DOCUMENT EXCERPT —
I stayed home.  While all the other devoted mothers manned cotton candy machines and bean bag tosses, I was all cozy in my sweats waiting for Barbara Walters to bring up a hot topic.  That's when Nancy called me.

"Hey. I'm freezing.  Will you bring me a hoodie?"

Who is this?

Oh, I kid.  Just a little.

So as the good friend I am, I gathered several hoodies (a girl needs options) and headed to the school.  Nancy didn't tell me where she was so I had to wander through the booths shouting out to other volunteer moms and even to Daughter until I found Nancy huddled in the wind, shivering.

I gave her the hoodie of her choice and meandered back through a sea of elementary kids, most of whom had the same expression on their faces that I used to have.  The one that says, "I wish I was sick today" and "Oh, man. The three-legged race makes me nervous."

Once in the parking lot, I let out a sigh of relief that I'd survived, managing to avoid all field day volunteer opportunities.

It seems my feelings of field day have passed on to my own daughter.  I could see it on her face before she got to the car line. As she described the torturous events of the day (which included them running out of cotton candy, gahhh!)  I decided that the tradition of field day should not be passed on to the next generation.

It should be swept away by the custodian in that weird powdery substance, along with the lunchroom meatloaf.
 

Sunday, May 22, 2011

I just hope there are no fingerprints on the television when the trumpet sounds.

I don't mean to make light of the END OF THE WORLD or anything but I was just a tad bit glad that May 21, 2011 wasn't it because my house did not meet rapture standards.

I have always had company standards and vacation standards, but now all of this end of days talk has made me create rapture standards. 

I clean before we go on vacation so my relatives don't talk about me at the funeral.  Well, they can talk but I want it to be about my casseroles and not my toilet bowls. I make sure everything is dusted, the bathrooms are scoured, and the trash is taken out.  I have a fear that we will all die and my mother and mother-in-law will enter the house appalled at my poor cleaning abilities.

"I always suspected," they would say.

Company standards trump vacation standards.  In addition to the typical vacation standards of clean floors and uncluttered counters, company standards include pressed pillowcases and good smelling bath soaps.

DATA SECTION —
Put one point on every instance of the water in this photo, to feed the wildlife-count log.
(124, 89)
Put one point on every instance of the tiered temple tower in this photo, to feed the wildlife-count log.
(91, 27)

INSTRUCTION A —
Echo the blog post from "Once in the parking" to "the trumpet sounds.".
INSTRUCTION B —
According to the blog post, what do company standards add beyond the typical vacation standards?
INSTRUCTION C —
Pick up the blog post about field day and rapture standards where it stops, and keep writing it.

EXPECTED ANSWER A —
Once in the parking lot, I let out a sigh of relief that I'd survived, managing to avoid all field day volunteer opportunities.

It seems my feelings of field day have passed on to my own daughter.  I could see it on her face before she got to the car line. As she described the torturous events of the day (which included them running out of cotton candy, gahhh!)  I decided that the tradition of field day should not be passed on to the next generation.

It should be swept away by the custodian in that weird powdery substance, along with the lunchroom meatloaf.
 

Sunday, May 22, 2011

I just hope there are no fingerprints on the television when the trumpet sounds.

EXPECTED ANSWER B —
Pressed pillowcases and good smelling bath soaps.

EXPECTED ANSWER C —
Obviously, rapture standards trumps everything else.  I am not certain what I will add to rapture standards but I'm pretty sure I'll be going through our movie collection. Not that we have anything that one would call questionable but I know some people may want to pillage my Gone With The Wind collector's edition.

I'll be spending this week cleaning house. If those crazy folks decide to predict a new date, please give me a good, solid week.  I haven't done the baseboards in forever.

All of this rapture talk has made me ponder my faith, my spiritual readiness, and yes, my dust bunnies, giving new meaning to "Get Ready."

And, yes I will be grateful when Christ returns and takes me out of here, but is it a sin to hope that my house is clean at the same time?

On a serious note, are you ready?   

Monday, May 16, 2011

Now that there is an automobile.

Hubs has never been what you would call "into cars."  Now, he likes cars, as opposed to say having to walk everywhere, but he has never been the type of guy who would point out a Ford Mustang or a Grand Prix, or a BMW for that matter.

He has also been the type of husband who always ended up with the hand-me-down vehicle.  Either I hand the old family car down to him when we purchase a new one, or someone else does when they trade theirs in at the used car lot.  His last car was a used Toyota Camry with engine light issues which, at the time, I believed to be the beater. 

I. Had. No. Idea.

When we moved to Smalltown nearly three years ago, we sold the Camry and drove out here in one vehicle, our (my, ahem) new Honda Pilot.  It is always easier to make a cross country move in one vehicle and Hubs decided when we arrived in Smalltown that he would buy another beater that he would sell when we left Smalltown.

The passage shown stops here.